• _TEXT EXCERPT_:
□ □ □

So there are the fears that surround it and then there is what is happening in the day to day, and those two things aren’t always the same. Part of the problem is the techbro hype can be so viciously pro-AI that it comes across as nothing more than a big scam, like NFTs. And people are not wrong to think the hype is overblown. They are not wrong to understand that AI is not a magic tool that is going to gain self-awareness and save us from ourselves. But it does do something and that something isn’t always a bad thing. And because it does do positive things for some people, some people are going to keep trying to use it, no matter how much it is stigmatized.
AI steals from other’s work and makes a slurry of what it thinks you want to see. It doesn’t elevate art, it doesnt further an idea, doesn’t ask you a question. It simply shows you pixels in an order it thinks you want based on patterns it’s company stole when they trained it.
The only use for AI “art” is for soulless advertising.
The privitisation of the technology is bad but not the technology itself. Labor should be socialised and to be against this is not marxist.
Properietorship is heavily baked into our modern cultures due to liberalism so you are going to hear a lot of bad takes such as “stealing” or moralism based on subjective quality on a given AI arts’ aesthetics even from people who consider themselves marxists and communists.
The advance of technology at the cost of an individual’s job is the fault of the organisation and allpcation of resources, ie capital, not the technology itself. Put it this way: people can be free to make art however they want to and their livelihood should not have to depend on it.
If you enjoyed baking but lamented the industrialisation and mechanisation of baking because it costed your livelihood and you said it was because the machines were stealing your methods and the taste of the products weren’t as good would we still consider it a marxist position? Of course not.
The correct takes could be found here:
- https://redsails.org/artisanal-intelligence/
- the above author’s website in general has some good articles https://polclarissou.com/boudoir/archive.html
If you’re a marxist, do not lament the weaver for the machine (Alice Malone): https://redsails.org/the-sentimental-criticism-of-capitalism/
Marxism is not workerism or producerism; both could lead to fascism.
Artisans being concerned about proleterisation as they effectively lose their labor aristocracy or path to petite-bourgoisie may attempt to protect their material perspectives and have reactionary takes. Again this obviously is not marxist.
TLDR - bidetmarxman is correct. I would argue lot of so-called socialists need self-reflection but like I said their view probably reflect their relative class positions and it is really hard to convince someone against their perceived personal material benefits.
most of the sources are literally just ‘some techbro in California made a twitter post about the AI slop they just made’
Marxism is not workerism or producerism; both could lead to fascism.
what do you mean?
Artisans being concerned about proleterisation as they effectively lose their labor aristocracy or path to petite-bourgoisie may attempt to protect their material perspectives and have reactionary takes. Again this obviously is not marxist.
I can assure you most artists are not making a living from art even before AI generative stuff undermined them.
I can assure you most artists are not making a living from art even before AI generative stuff undermined them.
Putting aside the presumptions imposed, please elaborate how AI is undermining them; it may reveal the relative class dynamics behind the reaction.
most of the sources are literally just ‘some techbro in California made a twitter post about the AI slop they just made’
Even if true, why does it matter?
what do you mean?
What do you mean?
On producerism: https://socialistmag.us/2024/01/07/producerism-socialism-and-anti-imperialism-for-fools/
On workerism: https://redsails.org/losurdo-and-gargani/
(Edited to elaborate for anyone else lurking)

□ □ □

• _PROVIDED RECORDS_:
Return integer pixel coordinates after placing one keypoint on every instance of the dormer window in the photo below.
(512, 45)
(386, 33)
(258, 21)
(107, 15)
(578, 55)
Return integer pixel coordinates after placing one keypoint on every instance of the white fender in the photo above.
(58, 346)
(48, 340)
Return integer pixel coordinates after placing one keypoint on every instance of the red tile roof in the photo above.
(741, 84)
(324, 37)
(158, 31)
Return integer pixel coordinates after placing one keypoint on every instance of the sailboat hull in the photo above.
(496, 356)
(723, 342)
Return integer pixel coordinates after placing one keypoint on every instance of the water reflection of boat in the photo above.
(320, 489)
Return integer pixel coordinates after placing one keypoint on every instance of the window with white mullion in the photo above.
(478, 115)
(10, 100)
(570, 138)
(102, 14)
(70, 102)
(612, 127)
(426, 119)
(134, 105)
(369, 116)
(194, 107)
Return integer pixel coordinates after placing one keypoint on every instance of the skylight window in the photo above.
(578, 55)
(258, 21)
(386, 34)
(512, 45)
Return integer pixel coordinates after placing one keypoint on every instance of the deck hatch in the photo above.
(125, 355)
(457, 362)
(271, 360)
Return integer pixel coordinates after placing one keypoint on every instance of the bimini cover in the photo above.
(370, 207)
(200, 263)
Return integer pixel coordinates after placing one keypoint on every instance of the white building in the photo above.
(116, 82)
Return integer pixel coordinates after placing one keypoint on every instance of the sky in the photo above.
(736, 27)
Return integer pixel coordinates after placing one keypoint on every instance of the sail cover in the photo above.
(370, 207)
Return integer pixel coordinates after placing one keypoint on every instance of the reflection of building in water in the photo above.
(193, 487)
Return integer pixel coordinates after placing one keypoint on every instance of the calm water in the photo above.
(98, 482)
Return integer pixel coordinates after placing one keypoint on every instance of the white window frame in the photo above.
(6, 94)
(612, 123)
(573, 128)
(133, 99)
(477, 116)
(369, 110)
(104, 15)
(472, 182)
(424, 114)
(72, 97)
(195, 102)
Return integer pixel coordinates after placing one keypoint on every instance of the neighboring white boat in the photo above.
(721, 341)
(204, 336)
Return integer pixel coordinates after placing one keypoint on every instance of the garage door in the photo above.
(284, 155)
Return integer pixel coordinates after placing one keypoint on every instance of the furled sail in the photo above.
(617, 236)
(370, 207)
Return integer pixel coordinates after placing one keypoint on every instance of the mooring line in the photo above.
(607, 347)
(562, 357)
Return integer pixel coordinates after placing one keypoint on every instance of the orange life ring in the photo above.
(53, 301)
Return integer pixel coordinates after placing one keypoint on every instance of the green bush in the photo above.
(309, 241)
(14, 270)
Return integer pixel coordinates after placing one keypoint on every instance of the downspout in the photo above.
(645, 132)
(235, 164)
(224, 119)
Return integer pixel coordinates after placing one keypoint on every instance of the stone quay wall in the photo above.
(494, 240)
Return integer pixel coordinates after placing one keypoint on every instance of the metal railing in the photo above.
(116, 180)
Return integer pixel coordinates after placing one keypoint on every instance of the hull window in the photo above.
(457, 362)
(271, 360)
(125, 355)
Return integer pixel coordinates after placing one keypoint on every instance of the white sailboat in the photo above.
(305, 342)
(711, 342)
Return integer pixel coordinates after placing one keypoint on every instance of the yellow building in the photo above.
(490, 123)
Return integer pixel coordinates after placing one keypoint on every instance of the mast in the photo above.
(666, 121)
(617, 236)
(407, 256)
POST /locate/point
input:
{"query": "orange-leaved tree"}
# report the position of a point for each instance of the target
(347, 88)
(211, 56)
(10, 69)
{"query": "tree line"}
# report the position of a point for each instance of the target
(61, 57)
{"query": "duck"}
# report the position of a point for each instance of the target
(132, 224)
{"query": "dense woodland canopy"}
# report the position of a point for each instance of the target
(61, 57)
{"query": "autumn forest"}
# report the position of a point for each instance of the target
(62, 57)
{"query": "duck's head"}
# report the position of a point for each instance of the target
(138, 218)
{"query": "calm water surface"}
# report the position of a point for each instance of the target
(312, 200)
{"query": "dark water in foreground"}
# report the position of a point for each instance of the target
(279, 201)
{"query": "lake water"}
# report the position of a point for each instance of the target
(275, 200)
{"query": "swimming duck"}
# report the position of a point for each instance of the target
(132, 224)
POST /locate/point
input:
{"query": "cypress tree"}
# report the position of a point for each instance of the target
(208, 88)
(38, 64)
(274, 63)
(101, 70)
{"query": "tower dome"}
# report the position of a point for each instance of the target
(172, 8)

□ □ □

• _TASK REQUIREMENTS_:
1 – In the discussion of AI and Marxism, what two things does one comment say Marxism is not?
2 – From the discussion of AI and Marxism, give the exact passage that begins with the words containing "The only use" and ends with "this is not marxist.".

• _RESULTS OF THE TASKS_:
1 – Workerism or producerism.

2 –
The only use for AI “art” is for soulless advertising.
The privitisation of the technology is bad but not the technology itself. Labor should be socialised and to be against this is not marxist.